====== The records
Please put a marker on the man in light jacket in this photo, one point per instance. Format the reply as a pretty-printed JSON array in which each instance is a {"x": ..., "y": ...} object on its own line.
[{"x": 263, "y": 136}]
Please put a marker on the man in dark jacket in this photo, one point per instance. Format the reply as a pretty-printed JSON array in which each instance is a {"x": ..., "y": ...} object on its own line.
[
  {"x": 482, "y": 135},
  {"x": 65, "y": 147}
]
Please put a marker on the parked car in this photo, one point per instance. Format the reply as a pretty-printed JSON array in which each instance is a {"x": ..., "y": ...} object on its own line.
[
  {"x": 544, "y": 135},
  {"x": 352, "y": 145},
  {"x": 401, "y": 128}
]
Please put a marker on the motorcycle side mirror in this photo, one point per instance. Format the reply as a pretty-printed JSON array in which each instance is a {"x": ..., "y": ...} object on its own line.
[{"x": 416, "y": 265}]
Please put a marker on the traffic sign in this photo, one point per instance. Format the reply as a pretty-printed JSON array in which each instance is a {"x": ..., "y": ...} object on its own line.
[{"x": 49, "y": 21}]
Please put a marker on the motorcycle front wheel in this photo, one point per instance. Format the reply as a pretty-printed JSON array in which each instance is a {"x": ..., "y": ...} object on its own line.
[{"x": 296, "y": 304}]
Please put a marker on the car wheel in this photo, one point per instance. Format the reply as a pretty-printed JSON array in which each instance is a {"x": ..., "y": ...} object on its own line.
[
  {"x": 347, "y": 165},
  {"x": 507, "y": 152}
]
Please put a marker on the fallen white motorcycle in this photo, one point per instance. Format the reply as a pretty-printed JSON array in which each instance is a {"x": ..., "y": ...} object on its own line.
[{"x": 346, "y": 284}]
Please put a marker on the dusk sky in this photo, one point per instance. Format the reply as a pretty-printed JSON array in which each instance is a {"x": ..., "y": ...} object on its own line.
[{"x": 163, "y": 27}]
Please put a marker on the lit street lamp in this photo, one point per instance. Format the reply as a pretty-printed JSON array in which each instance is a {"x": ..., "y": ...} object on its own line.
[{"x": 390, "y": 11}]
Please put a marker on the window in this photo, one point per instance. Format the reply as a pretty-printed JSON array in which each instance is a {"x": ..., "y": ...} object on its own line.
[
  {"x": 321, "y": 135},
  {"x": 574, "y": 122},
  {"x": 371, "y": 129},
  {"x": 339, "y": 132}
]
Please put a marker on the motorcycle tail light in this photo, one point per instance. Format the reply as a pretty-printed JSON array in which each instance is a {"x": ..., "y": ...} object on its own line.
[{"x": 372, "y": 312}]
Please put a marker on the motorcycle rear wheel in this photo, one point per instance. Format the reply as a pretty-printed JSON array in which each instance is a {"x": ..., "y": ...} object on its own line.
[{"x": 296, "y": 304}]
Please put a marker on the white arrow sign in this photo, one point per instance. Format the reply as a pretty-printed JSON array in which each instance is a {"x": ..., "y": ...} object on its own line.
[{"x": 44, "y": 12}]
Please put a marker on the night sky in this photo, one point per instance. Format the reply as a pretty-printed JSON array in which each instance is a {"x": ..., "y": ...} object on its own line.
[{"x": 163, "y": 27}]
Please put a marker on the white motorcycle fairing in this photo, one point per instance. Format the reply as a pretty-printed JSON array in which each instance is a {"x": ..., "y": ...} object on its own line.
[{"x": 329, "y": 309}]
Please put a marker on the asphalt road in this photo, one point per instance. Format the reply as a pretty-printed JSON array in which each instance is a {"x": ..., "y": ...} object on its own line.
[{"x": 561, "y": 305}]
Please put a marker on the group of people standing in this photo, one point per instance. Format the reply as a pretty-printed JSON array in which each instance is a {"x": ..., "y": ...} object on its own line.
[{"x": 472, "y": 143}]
============
All of the data shown above must be copied exactly.

- [Answer for the task]:
Please put a marker on the man in light jacket in this photo, one point per instance. Format the reply as a pretty-printed JSON array in which each instance is a {"x": ..., "y": ...} object on its own line.
[{"x": 263, "y": 136}]
Please put a marker on the man in dark jacket in this photo, one point per instance. Format the reply as a pretty-printed JSON array in which each instance is a {"x": ..., "y": ...} object on its own line.
[
  {"x": 482, "y": 135},
  {"x": 65, "y": 147}
]
Please put a marker on the parked car in this photo, one point per instance. Format the reply as a pretty-printed JSON array in which each instance is a {"x": ..., "y": ...} object on its own line.
[
  {"x": 544, "y": 135},
  {"x": 352, "y": 145},
  {"x": 401, "y": 128}
]
Please put a marker on the motorcycle side mirror in this photo, one point per instance. Format the reply as a pretty-printed JSON array in which each instance is a {"x": ..., "y": ...} object on its own line.
[{"x": 416, "y": 265}]
Please put a marker on the traffic sign in this photo, one point per instance. Format the reply as a pretty-printed JSON array in which each instance is a {"x": ..., "y": ...} object on its own line.
[{"x": 49, "y": 21}]
Please put a marker on the motorcycle front wheel in this photo, one point per instance. Format the reply as a pretty-printed JSON array in which each instance is a {"x": ..., "y": ...} object on its own line.
[{"x": 296, "y": 304}]
Please put a marker on the car wheel in this photo, one point per instance. Format the reply as a pretty-printed JSON array in which each instance is a {"x": ..., "y": ...} object on its own line.
[
  {"x": 347, "y": 165},
  {"x": 507, "y": 152}
]
Please put a marker on the fallen white motorcycle in this photo, one point per instance. Format the reply as a pretty-printed JSON array in which each instance is a {"x": ..., "y": ...} object on its own line.
[{"x": 346, "y": 284}]
Please put a marker on the dusk sky in this photo, one point per instance. Format the reply as a pretty-printed JSON array in which each instance is a {"x": ..., "y": ...} object on its own line.
[{"x": 163, "y": 27}]
Please put a marker on the lit street lamp in this photo, one point per instance. Format the reply as a pretty-printed JSON array in which each instance is a {"x": ..., "y": ...} object on its own line.
[{"x": 390, "y": 11}]
Please put a marker on the window in this photo, one point per instance. Format the reply as a pretty-printed JSON array in which each instance is a {"x": ..., "y": ...} object on its own line.
[
  {"x": 321, "y": 135},
  {"x": 574, "y": 122},
  {"x": 371, "y": 129},
  {"x": 339, "y": 132}
]
Please put a marker on the motorcycle tail light in this photo, one point per instance. Format the reply as a pretty-printed JSON array in which each instance is a {"x": ..., "y": ...} object on its own line.
[{"x": 372, "y": 312}]
Please put a marker on the motorcycle rear wheel in this photo, one point per instance. Format the reply as a pretty-printed JSON array in which each instance is a {"x": ..., "y": ...} object on its own line.
[{"x": 296, "y": 304}]
Please put a marker on the white arrow sign in this photo, one point per instance. Format the reply as a pretty-printed JSON array in which each instance is a {"x": ..., "y": ...} object on its own line.
[{"x": 44, "y": 12}]
Please put a marker on the night sky in this photo, one point per instance. Format the reply as a pretty-printed JSON array in which each instance is a {"x": ..., "y": ...} object on its own line.
[{"x": 163, "y": 27}]
Please put a marker on the white motorcycle fairing in this photo, one point per instance. Format the reply as a pretty-printed JSON array in which each instance is a {"x": ..., "y": ...} object on its own line.
[{"x": 329, "y": 309}]
Please put a marker on the asphalt road in this photo, one point per instance. Format the reply as a pretty-printed JSON array in which each instance is a {"x": ..., "y": ...} object on its own line.
[{"x": 561, "y": 305}]
Please put a marker on the group of people standing in this photo, one point per instance. Format the reply as a pretty-printed JSON array in which each instance is a {"x": ..., "y": ...} object on its own line.
[{"x": 472, "y": 143}]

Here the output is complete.